[Task brief]
Please reproduce, word for word, the part of the task-asset assignment text below that opens with the words containing "Existing methodologies often" and closes with "approaches identified above.".

[Text section]

******

Existing methodologies often lack the adaptability and extensibility required to handle a diverse range of task-asset assignment problems prevalent in various domains. The trust and understanding of the decision-making process by human operators are crucial factors influencing the successful integration of AI/ML systems in high-stakes environments. Therefore, it would be desirable to provide a system and method that cure the shortfalls of the previous approaches identified above.

SUMMARY

A system is disclosed, in accordance with one or more embodiments of the present disclosure. In one embodiment, the system includes a server comprising a memory and one or more processors. In other embodiments, the one or more processors receive an objective associated with a mission, where the objective implies a set of tasks. In other embodiments, the one or more processors identify one or more accessible assets associated with the mission. In other embodiments, the one or more processors determine a plan for assigning the one or more accessible assets to the set of tasks. In other embodiments, the one or more processors provide one or more insights to a user, where the one or more insights are associated with a rationale behind the determination of the plan. In other embodiments, the one or more processors provide an outcome assessment to the user wherein the outcome assessment includes one or more likely outcomes associated with the plan.

A method is disclosed, in accordance with one or more embodiments of the present disclosure. In one embodiment, the method may include, but is not limited to, receiving an objective associated with a mission, where the objective implies a set of tasks. In other embodiments, the method may include, but is not limited to, identifying one or more accessible assets associated with the mission. In other embodiments, the method may include, but is not limited to, determining a plan for assigning the one or more accessible assets to the set of tasks. In other embodiments, the method may include, but is not limited to, providing one or more insights to a user, where the one or more insights are associated with a rationale behind the determination of the plan. In other embodiments, the method may include, but is not limited to, providing an outcome assessment to the user wherein the outcome assessment includes one or more likely outcomes associated with the plan.

******

[Dataset section]
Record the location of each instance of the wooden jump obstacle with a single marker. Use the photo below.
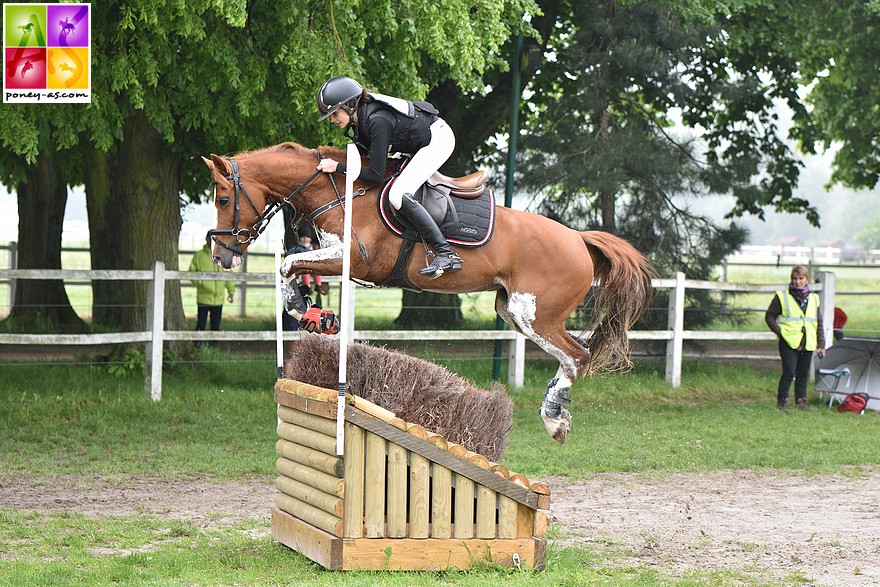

******

[Result of this exercise]
Existing methodologies often lack the adaptability and extensibility required to handle a diverse range of task-asset assignment problems prevalent in various domains. The trust and understanding of the decision-making process by human operators are crucial factors influencing the successful integration of AI/ML systems in high-stakes environments. Therefore, it would be desirable to provide a system and method that cure the shortfalls of the previous approaches identified above.